» Selected extract
Start

So why then did Lord Mandelson chose this same moment to attack Mr Diamond of Barclays? Unsubsidised banks are businesses too, as the Today interviewer spotted. Is Labour losing its touch? Is it rattled by the success of the first new tax cut of the campaign?

If Lord Mandelson is serious about rebuilding links with business, and if he wishes to stop the flow of new investment, company headquarters and new jobs to overseas countries with lower tax rates, he should announce an end date for the 50p Income Tax rate.

Affordable housing?

On Thursday I spent time talking to employees in a local super market. They were full of commonsense.

Together they were of one voice that too many people are on the dole and needing benefits. They feel strongly that the world is too tough on those who try hard and turn up for work, and not tough enough on those who prefer to stay at home when there are jobs available. They want a welfare reform that works – not to kick the crutches from the cripple, but to pull the duvet from the idle.

The younger ones face a big problem with housing. They want to climb the property ladder. In today’s conditions that is very difficult. House prices did fall as we thought on this site during the recession, but have been rising again more recently. They remain high compared to incomes. Banks under the new regulatory cosh are no longer prepared to lend 90% or 95% of the value, so buyers need substantial deposits. Mortgage rates for new mortgages are many times the 0.5% base rate Labour boast about, making monthly mortgage payments large for the beginner.

I went on from the supermarket to talk to a group of senior managers from a wide range of businesses. They too raised the house price issue. One of them recommended creating the conditions for a further subtsantial house price fall because he was worried about affordability. The others, all home owners, thought this a dreadful idea. They asked what the political parties thought. I said the parties thought there were a lot of home owners out there! Conservatives proposed removing the tax on first time buyer purchasers, and Labour have now done just that, which will help a little.

We are in bind. House prices are too high in many parts of the country for new buyers without rich or generous parents prepared to pay the deposit. The banks are forced to be more prudent, so many go without access to the credit they need. Any ideas?

End

» Collected data
Start

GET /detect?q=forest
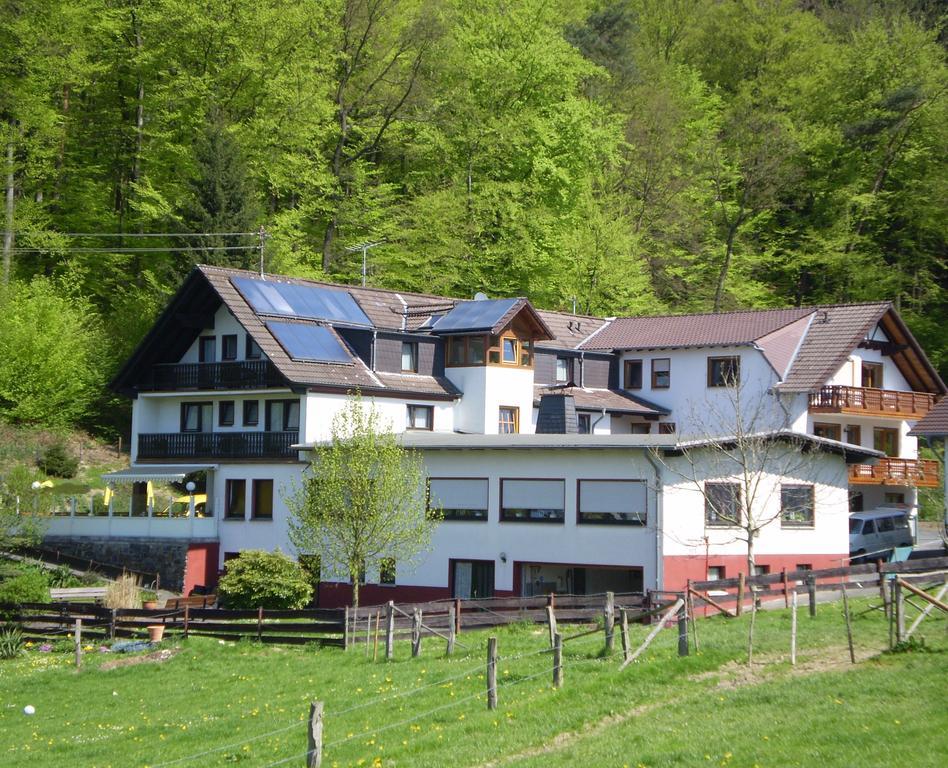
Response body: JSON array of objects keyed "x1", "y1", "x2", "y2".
[{"x1": 0, "y1": 0, "x2": 948, "y2": 435}]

End

» Do this
For each statement, answer yes or no according to the passage on welfare and house prices, and quote the words from the passage that settle it. 1. The supermarket employees disagreed among themselves about welfare. 2. Banks are now unwilling to lend 90% or 95% of a property's value. 3. Every senior manager backed a further large fall in house prices. The listing has no connection to the passage on welfare and house prices.

» Solution
1. No: "Together they were of one voice that too many people are on the dole and needing benefits."
2. Yes: "Banks under the new regulatory cosh are no longer prepared to lend 90% or 95% of the value"
3. No: "The others, all home owners, thought this a dreadful idea."